━━ Entries shown

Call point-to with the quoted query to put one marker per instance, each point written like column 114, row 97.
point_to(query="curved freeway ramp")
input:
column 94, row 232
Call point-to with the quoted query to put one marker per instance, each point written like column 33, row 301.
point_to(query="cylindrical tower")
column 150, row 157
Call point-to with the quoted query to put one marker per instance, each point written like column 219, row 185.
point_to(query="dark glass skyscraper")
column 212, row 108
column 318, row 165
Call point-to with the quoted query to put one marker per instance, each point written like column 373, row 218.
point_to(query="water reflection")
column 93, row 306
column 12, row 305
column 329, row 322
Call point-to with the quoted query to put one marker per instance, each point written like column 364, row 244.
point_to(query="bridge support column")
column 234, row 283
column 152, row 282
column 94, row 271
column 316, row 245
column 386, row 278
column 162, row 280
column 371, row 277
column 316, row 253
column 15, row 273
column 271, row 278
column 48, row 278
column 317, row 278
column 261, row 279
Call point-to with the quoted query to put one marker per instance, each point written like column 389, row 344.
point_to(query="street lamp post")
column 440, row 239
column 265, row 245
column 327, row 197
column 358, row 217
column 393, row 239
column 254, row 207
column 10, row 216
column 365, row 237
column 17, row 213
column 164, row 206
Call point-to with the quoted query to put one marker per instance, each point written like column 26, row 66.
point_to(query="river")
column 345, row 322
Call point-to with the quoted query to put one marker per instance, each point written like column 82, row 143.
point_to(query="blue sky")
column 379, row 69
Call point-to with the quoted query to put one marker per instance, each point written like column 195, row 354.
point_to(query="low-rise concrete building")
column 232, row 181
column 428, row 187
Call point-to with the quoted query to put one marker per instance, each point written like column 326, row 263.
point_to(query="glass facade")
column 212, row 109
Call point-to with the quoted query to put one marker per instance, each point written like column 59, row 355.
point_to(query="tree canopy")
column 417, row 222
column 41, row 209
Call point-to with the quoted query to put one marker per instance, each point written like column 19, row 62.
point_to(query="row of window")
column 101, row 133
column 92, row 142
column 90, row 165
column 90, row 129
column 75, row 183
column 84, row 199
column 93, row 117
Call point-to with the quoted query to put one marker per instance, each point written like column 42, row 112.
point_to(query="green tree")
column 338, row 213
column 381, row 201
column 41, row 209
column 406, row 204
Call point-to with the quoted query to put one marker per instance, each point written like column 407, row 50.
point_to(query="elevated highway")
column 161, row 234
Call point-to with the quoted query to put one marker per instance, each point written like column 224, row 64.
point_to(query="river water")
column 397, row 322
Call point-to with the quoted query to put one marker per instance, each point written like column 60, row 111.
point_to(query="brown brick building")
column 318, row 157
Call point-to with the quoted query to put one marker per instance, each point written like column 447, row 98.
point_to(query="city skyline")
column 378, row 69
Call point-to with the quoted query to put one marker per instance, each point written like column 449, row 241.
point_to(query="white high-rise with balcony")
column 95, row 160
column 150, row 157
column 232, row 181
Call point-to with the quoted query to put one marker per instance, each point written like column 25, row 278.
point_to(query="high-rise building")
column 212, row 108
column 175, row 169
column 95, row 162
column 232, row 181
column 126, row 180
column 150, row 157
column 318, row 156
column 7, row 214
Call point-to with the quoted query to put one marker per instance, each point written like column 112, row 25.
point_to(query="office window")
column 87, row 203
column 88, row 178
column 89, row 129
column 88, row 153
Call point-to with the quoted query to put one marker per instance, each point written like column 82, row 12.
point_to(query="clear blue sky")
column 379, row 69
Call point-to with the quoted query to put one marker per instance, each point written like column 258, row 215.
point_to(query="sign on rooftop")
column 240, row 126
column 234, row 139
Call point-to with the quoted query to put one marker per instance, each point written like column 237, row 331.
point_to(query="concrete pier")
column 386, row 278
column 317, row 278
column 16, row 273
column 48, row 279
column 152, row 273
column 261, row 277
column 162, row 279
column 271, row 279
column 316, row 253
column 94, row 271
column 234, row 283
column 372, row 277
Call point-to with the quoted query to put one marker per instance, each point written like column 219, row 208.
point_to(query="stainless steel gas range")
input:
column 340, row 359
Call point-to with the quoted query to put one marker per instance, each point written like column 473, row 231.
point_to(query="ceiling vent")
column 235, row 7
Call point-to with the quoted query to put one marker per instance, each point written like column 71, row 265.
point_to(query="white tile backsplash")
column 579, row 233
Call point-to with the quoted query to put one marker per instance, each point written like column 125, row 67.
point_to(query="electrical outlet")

━━━━

Your goal
Reproduce the lines from the one containing "82, row 143." up to and including the one containing "column 93, row 117", replacing "marker" with "pin" and leaving everything else unchanged.

Task solution
Call point-to with the quoted query to put one pin per instance, each point written like column 82, row 143.
point_to(query="blue sky")
column 379, row 69
Call point-to with the quoted query to put one pin per instance, each point written like column 195, row 354.
point_to(query="low-rise concrete building")
column 232, row 181
column 428, row 187
Call point-to with the quoted query to put one pin per instance, each point written like column 326, row 263.
point_to(query="glass facade")
column 212, row 109
Call point-to with the quoted query to put one pin per instance, each point written like column 59, row 355.
point_to(query="tree canopy")
column 417, row 222
column 41, row 209
Call point-to with the quoted query to put one pin per instance, each point written like column 19, row 62.
point_to(query="row of window")
column 101, row 133
column 92, row 142
column 90, row 165
column 90, row 129
column 75, row 183
column 84, row 199
column 93, row 117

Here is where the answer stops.